- **Task directions**: Recast the rows below as a JSON list of strings, with one string for each line and no blank lines. Leave the pictures out.

== Dataset content ==

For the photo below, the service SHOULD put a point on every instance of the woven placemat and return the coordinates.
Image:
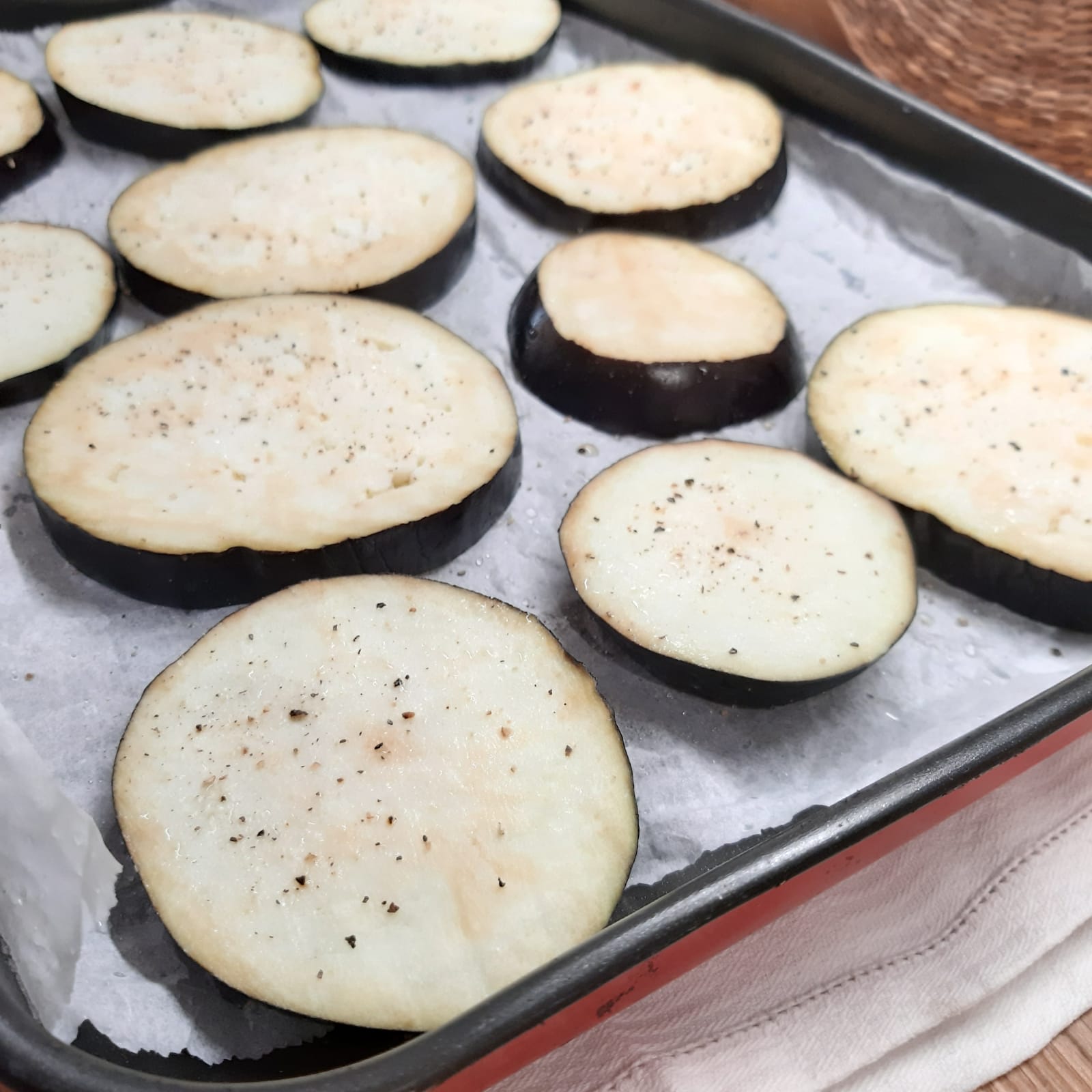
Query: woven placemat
(1020, 69)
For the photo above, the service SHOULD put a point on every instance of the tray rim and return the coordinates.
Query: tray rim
(822, 87)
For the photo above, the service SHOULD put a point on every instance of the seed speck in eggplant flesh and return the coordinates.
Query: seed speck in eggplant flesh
(407, 930)
(387, 442)
(58, 289)
(179, 248)
(29, 141)
(988, 450)
(639, 333)
(575, 151)
(736, 590)
(129, 80)
(420, 41)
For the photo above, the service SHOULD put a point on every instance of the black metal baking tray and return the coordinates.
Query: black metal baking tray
(661, 931)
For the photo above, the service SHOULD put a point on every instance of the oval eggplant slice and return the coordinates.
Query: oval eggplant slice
(975, 420)
(379, 211)
(660, 147)
(249, 445)
(29, 141)
(637, 333)
(434, 41)
(169, 83)
(377, 801)
(744, 573)
(57, 289)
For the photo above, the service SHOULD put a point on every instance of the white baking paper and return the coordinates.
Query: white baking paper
(56, 880)
(850, 235)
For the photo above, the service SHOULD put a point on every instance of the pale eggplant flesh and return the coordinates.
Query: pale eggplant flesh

===

- **Expected output**:
[
  "For the photo below, the service SHOULD put a point on every instance of the woven placemat and return the coordinates.",
  "Image:",
  "Query: woven placemat",
  "(1020, 69)",
  "For the photo above, the service SHOULD put a point on every instance of the tray rim and return the coordinates.",
  "Query: tray rim",
  "(822, 87)",
  "For the photo above, the service SHOULD put a point on every instance of the seed speck in eggplant flesh and return the coordinates.",
  "Query: seed speck in eggplant flesh",
  "(407, 930)",
  "(387, 442)",
  "(58, 289)",
  "(179, 248)",
  "(29, 141)",
  "(988, 450)",
  "(639, 333)",
  "(575, 151)",
  "(736, 590)",
  "(129, 80)",
  "(420, 41)",
  "For the photo above, the service SHOULD put a point on every instance of the black metal baking tray and return the coordinates.",
  "Query: black metal baking tray",
  "(661, 931)",
  "For the photo above, the service SHOULD put a point on every instance of the oval eggplant slice and return the coordinates.",
  "Query: oval eggplant slice",
  "(975, 420)",
  "(379, 211)",
  "(660, 147)",
  "(249, 445)",
  "(29, 141)",
  "(637, 333)",
  "(434, 41)",
  "(169, 83)",
  "(377, 801)",
  "(744, 573)",
  "(57, 289)",
  "For the photo above, the service SHOULD put a point on every instance of the white baking paper and return the coordinates.",
  "Query: white baking paper",
  "(56, 880)",
  "(850, 235)",
  "For the photo above, the service SHOULD put a point on every instance of the pale eggplant flesh and return the coordinates.",
  "Query: pale eggplant flesh"
]